# Task details
Count the lines below that contain the word "plate", treating uppercase and lowercase as different, and reply with the number only.

- - -

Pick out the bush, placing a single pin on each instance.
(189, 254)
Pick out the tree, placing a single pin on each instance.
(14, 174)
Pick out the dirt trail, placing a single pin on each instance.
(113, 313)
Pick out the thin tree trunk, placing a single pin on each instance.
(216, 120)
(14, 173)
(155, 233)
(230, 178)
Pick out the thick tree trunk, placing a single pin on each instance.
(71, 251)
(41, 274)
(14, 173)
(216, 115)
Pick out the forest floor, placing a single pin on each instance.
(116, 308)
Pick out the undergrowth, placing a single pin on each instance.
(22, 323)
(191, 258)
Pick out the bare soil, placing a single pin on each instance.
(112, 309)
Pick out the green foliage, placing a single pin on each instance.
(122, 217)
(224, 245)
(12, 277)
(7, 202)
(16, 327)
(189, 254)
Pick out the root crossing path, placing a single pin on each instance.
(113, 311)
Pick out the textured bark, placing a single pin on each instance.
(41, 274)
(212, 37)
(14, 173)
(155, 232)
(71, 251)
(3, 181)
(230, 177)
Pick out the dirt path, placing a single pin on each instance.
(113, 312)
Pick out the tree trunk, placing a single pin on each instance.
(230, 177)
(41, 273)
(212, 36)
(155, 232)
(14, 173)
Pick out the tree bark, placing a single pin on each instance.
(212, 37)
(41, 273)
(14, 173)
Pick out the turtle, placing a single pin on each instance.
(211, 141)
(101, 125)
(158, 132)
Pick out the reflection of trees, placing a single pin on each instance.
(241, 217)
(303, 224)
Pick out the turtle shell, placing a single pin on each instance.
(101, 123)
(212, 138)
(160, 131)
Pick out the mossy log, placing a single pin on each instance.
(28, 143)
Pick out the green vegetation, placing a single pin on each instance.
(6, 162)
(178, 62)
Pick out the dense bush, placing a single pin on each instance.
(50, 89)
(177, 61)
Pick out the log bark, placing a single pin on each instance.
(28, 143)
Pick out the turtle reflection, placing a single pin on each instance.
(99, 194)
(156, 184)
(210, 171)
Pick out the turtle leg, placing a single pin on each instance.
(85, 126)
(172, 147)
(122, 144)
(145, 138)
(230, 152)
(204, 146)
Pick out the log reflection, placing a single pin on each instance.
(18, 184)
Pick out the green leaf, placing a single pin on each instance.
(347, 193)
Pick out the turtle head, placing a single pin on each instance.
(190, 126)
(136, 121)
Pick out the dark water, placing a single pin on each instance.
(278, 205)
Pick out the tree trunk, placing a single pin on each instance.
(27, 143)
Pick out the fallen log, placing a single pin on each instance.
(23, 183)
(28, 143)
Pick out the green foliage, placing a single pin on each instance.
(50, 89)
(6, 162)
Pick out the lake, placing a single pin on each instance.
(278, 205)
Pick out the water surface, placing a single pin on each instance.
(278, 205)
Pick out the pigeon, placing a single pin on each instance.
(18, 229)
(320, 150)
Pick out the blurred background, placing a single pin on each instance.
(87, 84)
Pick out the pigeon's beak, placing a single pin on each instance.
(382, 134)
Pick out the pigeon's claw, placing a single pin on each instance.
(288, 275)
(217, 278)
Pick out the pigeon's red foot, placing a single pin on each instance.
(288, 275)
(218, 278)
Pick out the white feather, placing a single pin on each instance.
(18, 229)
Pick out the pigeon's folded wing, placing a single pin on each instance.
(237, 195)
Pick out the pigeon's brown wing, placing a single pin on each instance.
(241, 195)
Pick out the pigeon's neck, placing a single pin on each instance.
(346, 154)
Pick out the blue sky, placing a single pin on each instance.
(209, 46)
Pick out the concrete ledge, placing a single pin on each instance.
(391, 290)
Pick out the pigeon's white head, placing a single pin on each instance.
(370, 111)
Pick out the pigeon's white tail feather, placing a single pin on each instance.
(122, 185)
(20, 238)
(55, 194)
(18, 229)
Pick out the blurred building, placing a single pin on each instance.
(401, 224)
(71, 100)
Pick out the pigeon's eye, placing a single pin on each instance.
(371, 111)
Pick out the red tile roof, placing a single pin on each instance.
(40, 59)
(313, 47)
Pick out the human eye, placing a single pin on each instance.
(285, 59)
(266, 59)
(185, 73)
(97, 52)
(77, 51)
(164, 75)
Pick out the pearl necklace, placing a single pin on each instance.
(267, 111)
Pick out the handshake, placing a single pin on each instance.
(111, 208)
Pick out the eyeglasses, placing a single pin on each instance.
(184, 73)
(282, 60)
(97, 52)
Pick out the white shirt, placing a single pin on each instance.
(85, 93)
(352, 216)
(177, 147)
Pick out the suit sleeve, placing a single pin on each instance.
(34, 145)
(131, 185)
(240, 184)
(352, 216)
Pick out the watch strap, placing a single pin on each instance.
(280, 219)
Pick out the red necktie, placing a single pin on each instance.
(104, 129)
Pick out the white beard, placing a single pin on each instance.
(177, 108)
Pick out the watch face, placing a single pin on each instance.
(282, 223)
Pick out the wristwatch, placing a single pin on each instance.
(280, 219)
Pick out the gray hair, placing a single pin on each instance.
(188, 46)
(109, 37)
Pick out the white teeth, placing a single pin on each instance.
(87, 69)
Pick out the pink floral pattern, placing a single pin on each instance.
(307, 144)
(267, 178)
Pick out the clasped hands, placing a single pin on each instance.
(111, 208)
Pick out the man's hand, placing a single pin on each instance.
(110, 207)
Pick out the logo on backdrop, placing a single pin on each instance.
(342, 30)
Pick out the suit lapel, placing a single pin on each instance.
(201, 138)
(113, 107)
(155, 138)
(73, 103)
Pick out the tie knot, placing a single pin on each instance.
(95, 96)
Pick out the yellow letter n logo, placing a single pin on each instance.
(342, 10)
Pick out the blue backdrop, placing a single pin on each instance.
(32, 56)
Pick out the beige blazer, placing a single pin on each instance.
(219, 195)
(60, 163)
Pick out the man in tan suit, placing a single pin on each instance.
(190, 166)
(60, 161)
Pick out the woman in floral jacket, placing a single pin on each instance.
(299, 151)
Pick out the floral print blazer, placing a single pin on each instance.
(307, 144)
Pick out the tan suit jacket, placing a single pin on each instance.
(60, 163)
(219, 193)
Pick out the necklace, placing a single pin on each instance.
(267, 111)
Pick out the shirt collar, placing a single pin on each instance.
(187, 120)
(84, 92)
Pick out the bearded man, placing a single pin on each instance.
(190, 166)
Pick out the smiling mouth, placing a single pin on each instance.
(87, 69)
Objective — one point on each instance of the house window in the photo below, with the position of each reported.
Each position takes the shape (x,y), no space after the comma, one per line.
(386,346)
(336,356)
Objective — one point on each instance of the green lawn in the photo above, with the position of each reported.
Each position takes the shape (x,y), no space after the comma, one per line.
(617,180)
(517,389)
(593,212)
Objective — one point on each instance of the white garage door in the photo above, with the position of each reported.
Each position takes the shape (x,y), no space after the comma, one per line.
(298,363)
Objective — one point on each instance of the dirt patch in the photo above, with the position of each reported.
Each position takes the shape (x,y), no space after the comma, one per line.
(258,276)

- - -

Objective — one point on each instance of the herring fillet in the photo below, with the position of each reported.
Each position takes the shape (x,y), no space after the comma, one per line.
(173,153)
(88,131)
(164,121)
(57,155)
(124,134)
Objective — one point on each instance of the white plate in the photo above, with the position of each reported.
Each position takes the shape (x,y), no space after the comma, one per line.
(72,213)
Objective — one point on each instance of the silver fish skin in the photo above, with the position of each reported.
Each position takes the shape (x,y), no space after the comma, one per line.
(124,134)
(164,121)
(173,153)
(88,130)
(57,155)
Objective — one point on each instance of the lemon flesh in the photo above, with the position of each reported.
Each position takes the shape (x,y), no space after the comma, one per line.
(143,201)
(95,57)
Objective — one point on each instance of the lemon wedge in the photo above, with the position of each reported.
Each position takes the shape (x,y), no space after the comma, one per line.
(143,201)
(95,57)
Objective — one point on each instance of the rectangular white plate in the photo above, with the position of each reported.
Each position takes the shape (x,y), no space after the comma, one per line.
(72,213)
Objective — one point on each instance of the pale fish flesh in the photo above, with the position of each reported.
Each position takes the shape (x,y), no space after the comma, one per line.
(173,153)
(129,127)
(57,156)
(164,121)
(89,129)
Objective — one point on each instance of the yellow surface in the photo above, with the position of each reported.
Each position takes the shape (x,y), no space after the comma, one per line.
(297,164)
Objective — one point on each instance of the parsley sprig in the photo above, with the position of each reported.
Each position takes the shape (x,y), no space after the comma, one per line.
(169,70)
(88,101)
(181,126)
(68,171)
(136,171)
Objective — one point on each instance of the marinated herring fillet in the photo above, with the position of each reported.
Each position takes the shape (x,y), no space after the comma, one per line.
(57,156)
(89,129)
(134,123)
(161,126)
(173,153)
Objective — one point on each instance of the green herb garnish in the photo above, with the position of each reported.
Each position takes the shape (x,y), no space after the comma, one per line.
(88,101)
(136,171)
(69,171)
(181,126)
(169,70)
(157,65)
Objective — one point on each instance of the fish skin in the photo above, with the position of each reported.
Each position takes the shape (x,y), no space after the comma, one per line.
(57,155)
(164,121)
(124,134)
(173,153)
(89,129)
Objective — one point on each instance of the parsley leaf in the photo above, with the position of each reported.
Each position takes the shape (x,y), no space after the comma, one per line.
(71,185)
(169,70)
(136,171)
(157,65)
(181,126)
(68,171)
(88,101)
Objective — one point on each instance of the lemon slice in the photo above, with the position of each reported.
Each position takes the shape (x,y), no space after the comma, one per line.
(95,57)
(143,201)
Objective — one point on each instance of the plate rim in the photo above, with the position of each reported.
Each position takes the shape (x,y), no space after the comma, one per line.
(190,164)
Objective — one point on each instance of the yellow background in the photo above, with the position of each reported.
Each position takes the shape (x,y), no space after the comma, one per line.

- - -

# Expected answer
3